[Collection entries]
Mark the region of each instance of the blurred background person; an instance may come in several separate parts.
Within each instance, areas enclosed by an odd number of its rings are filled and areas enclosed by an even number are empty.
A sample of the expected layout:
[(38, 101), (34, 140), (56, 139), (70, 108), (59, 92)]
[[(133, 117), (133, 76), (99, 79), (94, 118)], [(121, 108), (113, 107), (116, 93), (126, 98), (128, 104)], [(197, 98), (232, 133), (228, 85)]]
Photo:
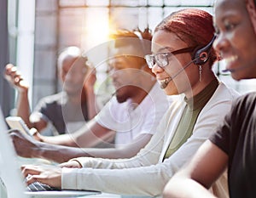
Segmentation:
[[(107, 60), (115, 88), (113, 97), (92, 120), (72, 134), (38, 134), (40, 141), (36, 141), (19, 132), (12, 133), (20, 156), (57, 162), (78, 156), (127, 158), (137, 155), (149, 142), (169, 106), (166, 95), (143, 58), (150, 52), (150, 31), (119, 30), (111, 37), (112, 54)], [(115, 148), (88, 148), (113, 133)]]
[[(17, 90), (17, 112), (29, 128), (42, 132), (51, 123), (53, 134), (73, 133), (92, 119), (97, 111), (94, 83), (95, 70), (80, 48), (72, 46), (64, 48), (58, 57), (58, 74), (63, 83), (62, 91), (43, 98), (32, 113), (28, 99), (29, 86), (13, 65), (7, 65), (6, 79)], [(55, 133), (56, 132), (56, 133)]]

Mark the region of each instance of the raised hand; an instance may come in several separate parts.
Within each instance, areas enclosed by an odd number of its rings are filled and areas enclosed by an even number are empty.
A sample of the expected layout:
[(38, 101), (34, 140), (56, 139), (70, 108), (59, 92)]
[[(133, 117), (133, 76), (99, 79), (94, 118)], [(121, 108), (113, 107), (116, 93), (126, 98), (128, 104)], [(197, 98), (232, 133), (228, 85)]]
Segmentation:
[(19, 92), (27, 92), (29, 88), (28, 82), (23, 78), (17, 67), (12, 64), (8, 64), (5, 66), (5, 78)]

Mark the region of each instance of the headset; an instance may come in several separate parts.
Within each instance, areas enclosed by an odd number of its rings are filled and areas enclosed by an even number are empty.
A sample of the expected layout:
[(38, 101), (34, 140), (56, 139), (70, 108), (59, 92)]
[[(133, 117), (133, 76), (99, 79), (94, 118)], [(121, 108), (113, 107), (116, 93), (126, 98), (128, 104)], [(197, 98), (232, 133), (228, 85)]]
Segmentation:
[(192, 55), (192, 60), (193, 62), (197, 65), (204, 65), (208, 59), (209, 59), (209, 52), (212, 47), (212, 43), (216, 38), (216, 36), (214, 35), (210, 42), (203, 47), (202, 48), (195, 48), (193, 55)]

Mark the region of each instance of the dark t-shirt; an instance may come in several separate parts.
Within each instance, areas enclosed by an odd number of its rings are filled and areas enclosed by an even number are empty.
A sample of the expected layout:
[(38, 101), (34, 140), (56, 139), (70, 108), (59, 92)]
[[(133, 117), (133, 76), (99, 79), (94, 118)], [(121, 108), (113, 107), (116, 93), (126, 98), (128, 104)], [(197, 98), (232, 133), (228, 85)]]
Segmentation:
[(229, 156), (231, 198), (256, 197), (256, 93), (236, 99), (210, 140)]
[(50, 122), (60, 134), (67, 131), (67, 122), (88, 121), (86, 102), (73, 106), (67, 102), (67, 96), (63, 92), (42, 99), (34, 112), (41, 113), (43, 119)]

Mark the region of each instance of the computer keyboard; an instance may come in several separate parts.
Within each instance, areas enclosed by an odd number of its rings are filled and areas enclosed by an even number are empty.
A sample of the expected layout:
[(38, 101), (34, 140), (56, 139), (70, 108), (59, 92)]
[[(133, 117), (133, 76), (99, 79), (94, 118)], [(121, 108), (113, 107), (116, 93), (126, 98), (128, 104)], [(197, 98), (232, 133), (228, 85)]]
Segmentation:
[(42, 184), (40, 182), (34, 182), (26, 187), (27, 191), (49, 191), (49, 190), (61, 190), (58, 188), (51, 187), (49, 185)]

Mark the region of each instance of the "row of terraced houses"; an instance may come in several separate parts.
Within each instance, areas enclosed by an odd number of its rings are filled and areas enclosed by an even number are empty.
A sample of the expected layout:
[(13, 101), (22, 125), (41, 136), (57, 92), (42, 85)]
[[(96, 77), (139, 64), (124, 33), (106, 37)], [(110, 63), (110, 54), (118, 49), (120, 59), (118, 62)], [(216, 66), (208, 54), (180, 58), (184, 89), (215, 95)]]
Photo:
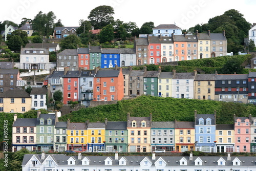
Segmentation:
[(216, 112), (198, 114), (195, 121), (152, 121), (149, 117), (131, 117), (127, 121), (59, 122), (57, 114), (37, 118), (17, 118), (12, 127), (12, 151), (76, 152), (99, 149), (109, 152), (151, 152), (198, 151), (204, 152), (255, 152), (256, 117), (234, 116), (234, 123), (216, 124)]

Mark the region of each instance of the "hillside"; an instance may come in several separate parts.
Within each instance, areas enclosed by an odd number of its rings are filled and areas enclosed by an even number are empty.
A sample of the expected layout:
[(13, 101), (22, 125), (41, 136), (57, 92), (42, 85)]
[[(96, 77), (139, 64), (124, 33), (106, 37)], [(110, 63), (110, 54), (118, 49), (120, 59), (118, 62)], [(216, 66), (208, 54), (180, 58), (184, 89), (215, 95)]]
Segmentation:
[(256, 105), (213, 100), (162, 98), (142, 96), (131, 100), (118, 101), (116, 104), (99, 105), (82, 109), (61, 117), (59, 121), (82, 122), (126, 121), (127, 113), (131, 116), (149, 116), (153, 121), (193, 121), (194, 111), (198, 114), (213, 114), (217, 111), (217, 123), (233, 123), (233, 115), (246, 117), (251, 114), (256, 117)]

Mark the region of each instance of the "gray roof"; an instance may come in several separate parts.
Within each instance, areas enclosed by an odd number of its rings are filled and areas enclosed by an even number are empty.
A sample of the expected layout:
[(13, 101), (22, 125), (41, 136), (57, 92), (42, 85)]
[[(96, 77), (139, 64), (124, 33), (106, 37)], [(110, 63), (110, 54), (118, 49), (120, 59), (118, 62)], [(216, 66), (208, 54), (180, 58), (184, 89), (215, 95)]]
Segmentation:
[(216, 80), (248, 79), (248, 74), (220, 74), (216, 75)]
[(176, 73), (173, 79), (194, 79), (195, 76), (194, 72)]
[(127, 122), (108, 122), (106, 130), (126, 130)]
[(172, 129), (174, 128), (174, 122), (152, 122), (151, 128)]
[(88, 129), (95, 128), (100, 129), (105, 128), (105, 123), (103, 122), (89, 122), (88, 123)]
[(173, 78), (174, 75), (172, 72), (162, 72), (159, 74), (159, 78)]
[(75, 26), (75, 27), (55, 27), (54, 28), (54, 30), (61, 30), (63, 31), (65, 29), (68, 30), (68, 31), (71, 30), (72, 29), (75, 29), (75, 30), (76, 30), (79, 27), (78, 26)]
[(179, 27), (173, 24), (168, 24), (168, 25), (160, 25), (157, 26), (157, 27), (153, 28), (153, 29), (180, 29)]
[(68, 127), (68, 130), (86, 130), (85, 122), (71, 122)]
[(77, 49), (65, 49), (58, 53), (57, 55), (77, 55)]
[(25, 48), (56, 48), (58, 46), (57, 43), (44, 43), (44, 44), (27, 44)]
[(136, 38), (135, 39), (136, 46), (148, 46), (147, 38)]
[(77, 49), (78, 54), (89, 54), (89, 48), (79, 48)]
[(102, 53), (120, 54), (120, 49), (116, 48), (102, 48)]
[(42, 87), (42, 88), (34, 88), (33, 87), (31, 90), (31, 92), (30, 94), (47, 94), (47, 88)]
[(233, 124), (217, 124), (217, 130), (234, 130)]
[(195, 122), (176, 122), (175, 129), (195, 129)]
[(57, 122), (55, 128), (67, 128), (67, 122)]
[(120, 48), (120, 53), (121, 54), (136, 54), (136, 50), (134, 48)]
[(14, 63), (12, 62), (0, 62), (0, 69), (12, 69)]
[(160, 74), (158, 71), (147, 71), (144, 73), (144, 77), (152, 78), (152, 77), (158, 77)]
[(31, 98), (31, 97), (29, 93), (22, 89), (9, 89), (0, 93), (0, 98)]
[(99, 70), (95, 75), (95, 77), (118, 77), (120, 71), (114, 70)]
[(216, 76), (215, 74), (197, 74), (195, 81), (214, 81)]
[(0, 69), (1, 74), (18, 74), (18, 69)]
[(152, 36), (148, 37), (150, 44), (173, 44), (174, 40), (172, 37)]
[(210, 39), (226, 40), (227, 38), (226, 38), (226, 36), (224, 36), (222, 33), (211, 33)]
[(13, 123), (13, 126), (36, 126), (36, 118), (17, 118)]

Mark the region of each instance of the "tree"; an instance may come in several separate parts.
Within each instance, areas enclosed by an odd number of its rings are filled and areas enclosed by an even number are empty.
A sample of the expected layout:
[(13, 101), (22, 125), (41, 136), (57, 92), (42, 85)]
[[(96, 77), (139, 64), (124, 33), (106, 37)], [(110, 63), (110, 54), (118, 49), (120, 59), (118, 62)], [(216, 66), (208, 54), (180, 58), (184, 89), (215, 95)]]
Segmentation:
[(114, 8), (111, 6), (100, 6), (91, 11), (88, 19), (96, 29), (100, 29), (114, 22)]
[(49, 36), (53, 32), (55, 19), (56, 16), (53, 12), (45, 14), (40, 11), (33, 20), (33, 29), (39, 32), (40, 35)]
[(103, 27), (99, 34), (99, 41), (101, 43), (110, 42), (114, 37), (114, 28), (112, 25), (108, 25)]
[(80, 38), (74, 34), (70, 35), (65, 37), (59, 42), (61, 51), (65, 49), (76, 49), (77, 48), (77, 46), (80, 45), (81, 40)]
[(53, 99), (57, 101), (61, 101), (63, 99), (62, 92), (60, 90), (57, 90), (53, 93)]

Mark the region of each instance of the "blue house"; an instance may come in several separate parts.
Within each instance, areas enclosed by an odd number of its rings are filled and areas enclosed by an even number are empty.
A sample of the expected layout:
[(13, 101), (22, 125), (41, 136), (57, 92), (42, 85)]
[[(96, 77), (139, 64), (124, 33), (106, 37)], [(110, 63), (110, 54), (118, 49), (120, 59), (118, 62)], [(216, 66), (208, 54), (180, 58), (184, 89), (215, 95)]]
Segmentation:
[(119, 49), (104, 48), (101, 53), (101, 68), (120, 67)]
[(195, 111), (196, 151), (215, 152), (216, 112), (214, 114), (197, 114)]

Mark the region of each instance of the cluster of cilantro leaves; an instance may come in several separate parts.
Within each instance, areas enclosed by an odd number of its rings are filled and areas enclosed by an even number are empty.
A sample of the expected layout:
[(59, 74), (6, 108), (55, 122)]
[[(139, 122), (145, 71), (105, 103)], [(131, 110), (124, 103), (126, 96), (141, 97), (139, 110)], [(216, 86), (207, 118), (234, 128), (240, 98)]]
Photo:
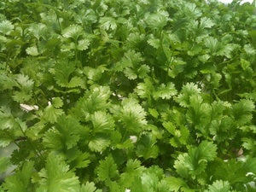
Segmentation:
[(2, 0), (0, 148), (17, 148), (0, 191), (255, 191), (255, 1), (239, 3)]

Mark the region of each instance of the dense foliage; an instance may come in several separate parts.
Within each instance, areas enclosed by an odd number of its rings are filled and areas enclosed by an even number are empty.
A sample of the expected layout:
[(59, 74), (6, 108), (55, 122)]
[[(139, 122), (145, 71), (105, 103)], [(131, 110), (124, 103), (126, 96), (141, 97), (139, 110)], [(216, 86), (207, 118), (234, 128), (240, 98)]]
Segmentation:
[(255, 191), (254, 11), (1, 0), (0, 191)]

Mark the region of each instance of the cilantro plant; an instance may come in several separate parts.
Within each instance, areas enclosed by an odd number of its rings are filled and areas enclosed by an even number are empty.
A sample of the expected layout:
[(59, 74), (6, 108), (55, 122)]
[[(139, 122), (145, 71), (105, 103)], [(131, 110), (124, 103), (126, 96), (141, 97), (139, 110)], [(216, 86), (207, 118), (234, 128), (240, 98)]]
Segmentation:
[(255, 1), (2, 0), (0, 192), (245, 192)]

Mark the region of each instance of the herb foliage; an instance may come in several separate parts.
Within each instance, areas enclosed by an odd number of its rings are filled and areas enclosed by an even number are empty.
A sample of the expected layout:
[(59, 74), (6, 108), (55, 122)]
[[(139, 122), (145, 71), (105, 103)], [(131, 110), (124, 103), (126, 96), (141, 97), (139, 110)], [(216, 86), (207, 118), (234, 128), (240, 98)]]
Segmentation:
[(0, 191), (255, 191), (239, 2), (2, 0)]

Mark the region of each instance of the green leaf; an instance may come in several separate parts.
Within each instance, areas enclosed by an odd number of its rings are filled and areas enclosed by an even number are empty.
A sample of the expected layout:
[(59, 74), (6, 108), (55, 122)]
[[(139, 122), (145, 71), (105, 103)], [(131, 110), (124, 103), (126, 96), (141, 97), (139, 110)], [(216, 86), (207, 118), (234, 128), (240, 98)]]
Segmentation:
[(252, 111), (254, 108), (253, 102), (250, 100), (241, 100), (236, 103), (232, 108), (232, 113), (237, 124), (241, 125), (249, 123), (253, 119)]
[(63, 106), (63, 102), (60, 97), (55, 97), (52, 100), (52, 105), (55, 108), (60, 108)]
[(0, 157), (0, 173), (4, 172), (9, 165), (9, 160), (7, 157)]
[(77, 41), (79, 36), (83, 35), (83, 28), (79, 25), (71, 25), (62, 31), (64, 38), (73, 38)]
[(33, 162), (26, 161), (17, 172), (7, 177), (3, 188), (9, 192), (26, 192), (31, 185), (31, 177), (33, 172)]
[(9, 20), (0, 22), (0, 32), (4, 35), (9, 35), (15, 28), (15, 26)]
[(194, 83), (188, 83), (183, 86), (181, 93), (176, 97), (176, 101), (182, 107), (189, 107), (190, 104), (189, 98), (191, 96), (198, 96), (201, 89)]
[(93, 182), (86, 182), (81, 186), (79, 192), (102, 192), (102, 190), (96, 189)]
[(96, 152), (102, 152), (110, 145), (110, 140), (108, 137), (92, 137), (89, 142), (89, 148), (91, 151)]
[(218, 180), (213, 182), (212, 185), (209, 186), (208, 190), (205, 192), (230, 192), (230, 185), (227, 181)]
[(135, 99), (125, 98), (114, 114), (130, 131), (139, 132), (147, 125), (146, 112)]
[(137, 142), (136, 154), (138, 157), (143, 157), (145, 160), (157, 158), (159, 148), (155, 143), (156, 141), (151, 134), (143, 135)]
[(79, 177), (69, 171), (68, 166), (63, 159), (53, 153), (47, 158), (45, 168), (38, 173), (40, 177), (39, 187), (37, 192), (59, 191), (78, 192), (80, 185)]
[(111, 181), (119, 177), (117, 165), (111, 156), (106, 157), (100, 161), (100, 165), (96, 167), (96, 172), (101, 181)]
[(57, 121), (59, 116), (63, 114), (62, 109), (57, 109), (53, 105), (47, 106), (44, 110), (44, 119), (50, 123)]
[(38, 49), (36, 46), (26, 48), (26, 52), (32, 56), (37, 56), (39, 55)]
[(153, 97), (157, 100), (158, 98), (171, 99), (172, 96), (177, 94), (174, 84), (168, 83), (166, 85), (161, 84), (156, 91), (153, 94)]

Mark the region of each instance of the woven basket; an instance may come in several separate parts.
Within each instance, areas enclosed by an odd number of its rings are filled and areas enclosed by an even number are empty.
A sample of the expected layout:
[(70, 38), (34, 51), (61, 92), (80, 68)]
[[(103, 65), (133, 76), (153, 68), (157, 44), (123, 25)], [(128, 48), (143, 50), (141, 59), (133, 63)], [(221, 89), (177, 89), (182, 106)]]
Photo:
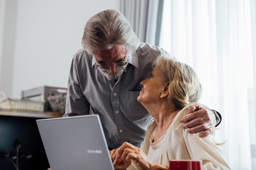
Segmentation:
[[(40, 100), (30, 100), (27, 99), (11, 99), (6, 97), (2, 92), (0, 92), (0, 108), (6, 109), (17, 110), (21, 110), (40, 111), (43, 108), (45, 101)], [(42, 99), (41, 97), (40, 99)]]

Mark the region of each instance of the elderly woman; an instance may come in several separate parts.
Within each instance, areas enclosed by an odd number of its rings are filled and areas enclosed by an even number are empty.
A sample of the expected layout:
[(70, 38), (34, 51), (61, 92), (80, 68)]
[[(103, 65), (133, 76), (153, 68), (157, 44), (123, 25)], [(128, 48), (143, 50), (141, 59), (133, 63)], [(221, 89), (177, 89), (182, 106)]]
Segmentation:
[(125, 142), (110, 152), (116, 169), (168, 170), (171, 159), (202, 160), (203, 170), (230, 169), (212, 135), (201, 138), (198, 133), (189, 133), (180, 122), (202, 91), (191, 67), (169, 56), (159, 56), (149, 77), (140, 84), (138, 101), (154, 120), (140, 148)]

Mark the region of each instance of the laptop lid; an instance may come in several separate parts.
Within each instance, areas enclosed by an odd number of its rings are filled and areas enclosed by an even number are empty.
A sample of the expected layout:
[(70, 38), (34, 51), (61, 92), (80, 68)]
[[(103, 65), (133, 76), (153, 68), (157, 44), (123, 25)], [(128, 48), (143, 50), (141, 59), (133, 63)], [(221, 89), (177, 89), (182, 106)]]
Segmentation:
[(114, 170), (98, 115), (36, 120), (52, 170)]

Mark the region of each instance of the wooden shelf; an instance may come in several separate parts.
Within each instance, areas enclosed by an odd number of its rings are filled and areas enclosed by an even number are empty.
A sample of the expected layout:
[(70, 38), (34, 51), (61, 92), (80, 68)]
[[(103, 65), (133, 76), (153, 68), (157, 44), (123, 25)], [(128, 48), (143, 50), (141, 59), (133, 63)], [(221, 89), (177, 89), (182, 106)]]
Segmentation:
[(0, 108), (0, 115), (2, 116), (52, 118), (61, 117), (63, 115), (63, 113), (58, 112), (17, 110)]

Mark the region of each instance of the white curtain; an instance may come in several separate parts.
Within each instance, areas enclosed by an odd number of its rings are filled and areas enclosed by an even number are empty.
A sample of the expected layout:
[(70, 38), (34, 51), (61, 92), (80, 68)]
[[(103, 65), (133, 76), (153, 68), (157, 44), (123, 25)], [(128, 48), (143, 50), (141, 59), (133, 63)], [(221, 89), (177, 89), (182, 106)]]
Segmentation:
[(158, 45), (164, 0), (121, 0), (117, 3), (140, 41)]
[(192, 66), (200, 102), (219, 111), (217, 142), (233, 170), (256, 169), (255, 0), (164, 1), (159, 46)]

__TASK TO COMPLETE__: Report every line of the listing above that contains the string "cilantro", matching case exactly.

__EXERCISE ANSWER__:
Mark the region of each instance of the cluster of cilantro leaves; an instance may come in several separate parts.
Mark the region of each instance of the cilantro plant; an instance may come in several separate parts.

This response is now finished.